§ Task requirements
Begin at the line of the entries that contains "Every instance of the dirty" and stop after the line that contains "x=558, y=151". Write out those lines again with 84 added to each coordinate number in the answers, leaving the request lines unchanged.

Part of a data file

◇ ◇ ◇ ◇ ◇

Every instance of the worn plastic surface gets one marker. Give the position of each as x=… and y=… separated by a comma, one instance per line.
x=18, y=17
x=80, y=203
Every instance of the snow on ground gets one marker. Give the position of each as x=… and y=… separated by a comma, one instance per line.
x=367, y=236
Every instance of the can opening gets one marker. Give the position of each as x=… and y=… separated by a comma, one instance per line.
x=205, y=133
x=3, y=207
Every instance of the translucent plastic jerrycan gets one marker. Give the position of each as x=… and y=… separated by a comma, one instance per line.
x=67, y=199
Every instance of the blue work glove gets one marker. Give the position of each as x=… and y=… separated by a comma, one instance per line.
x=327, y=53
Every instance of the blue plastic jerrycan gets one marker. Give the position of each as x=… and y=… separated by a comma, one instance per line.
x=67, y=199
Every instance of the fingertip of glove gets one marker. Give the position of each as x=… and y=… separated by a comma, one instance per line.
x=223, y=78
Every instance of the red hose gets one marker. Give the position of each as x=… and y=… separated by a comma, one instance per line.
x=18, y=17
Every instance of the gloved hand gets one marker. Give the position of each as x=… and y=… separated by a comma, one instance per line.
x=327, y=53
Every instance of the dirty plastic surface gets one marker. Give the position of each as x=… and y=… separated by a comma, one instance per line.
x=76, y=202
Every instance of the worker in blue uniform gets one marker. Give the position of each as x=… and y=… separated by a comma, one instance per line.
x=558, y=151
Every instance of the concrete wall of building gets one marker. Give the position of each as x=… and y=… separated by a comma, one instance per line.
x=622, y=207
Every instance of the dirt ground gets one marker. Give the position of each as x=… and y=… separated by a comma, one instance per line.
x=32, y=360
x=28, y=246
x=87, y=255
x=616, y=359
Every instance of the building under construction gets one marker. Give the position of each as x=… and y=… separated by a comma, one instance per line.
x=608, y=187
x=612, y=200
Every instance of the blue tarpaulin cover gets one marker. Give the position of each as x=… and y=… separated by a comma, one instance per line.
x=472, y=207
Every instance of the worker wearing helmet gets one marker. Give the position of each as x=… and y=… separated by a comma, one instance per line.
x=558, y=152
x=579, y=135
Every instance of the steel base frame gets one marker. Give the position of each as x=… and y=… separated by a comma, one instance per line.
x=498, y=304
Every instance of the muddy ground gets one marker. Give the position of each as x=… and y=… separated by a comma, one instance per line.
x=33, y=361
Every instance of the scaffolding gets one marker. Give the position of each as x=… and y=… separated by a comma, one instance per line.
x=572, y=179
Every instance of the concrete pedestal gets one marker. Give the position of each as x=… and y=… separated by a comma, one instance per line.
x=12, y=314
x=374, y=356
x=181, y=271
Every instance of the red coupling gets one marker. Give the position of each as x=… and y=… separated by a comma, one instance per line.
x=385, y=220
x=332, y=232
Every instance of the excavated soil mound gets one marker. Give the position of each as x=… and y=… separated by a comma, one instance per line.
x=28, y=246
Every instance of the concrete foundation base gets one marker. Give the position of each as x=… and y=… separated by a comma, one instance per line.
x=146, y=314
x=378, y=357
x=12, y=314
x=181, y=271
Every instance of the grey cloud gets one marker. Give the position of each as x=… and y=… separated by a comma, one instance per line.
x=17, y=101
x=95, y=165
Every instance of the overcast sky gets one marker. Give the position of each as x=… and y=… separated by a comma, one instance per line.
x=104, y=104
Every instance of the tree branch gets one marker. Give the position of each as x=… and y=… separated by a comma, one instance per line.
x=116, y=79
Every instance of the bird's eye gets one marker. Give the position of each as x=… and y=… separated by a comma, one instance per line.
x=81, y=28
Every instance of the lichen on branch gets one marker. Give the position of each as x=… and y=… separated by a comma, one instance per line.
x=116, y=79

◇ ◇ ◇ ◇ ◇

§ Task result
Every instance of the dirty plastic surface gets one marker. Give the position of each as x=… and y=… separated by a comma, one instance per line.
x=160, y=286
Every instance of the worker in blue uniform gets one marker. Give the position of each as x=… and y=… separated by a comma, one instance per line.
x=642, y=235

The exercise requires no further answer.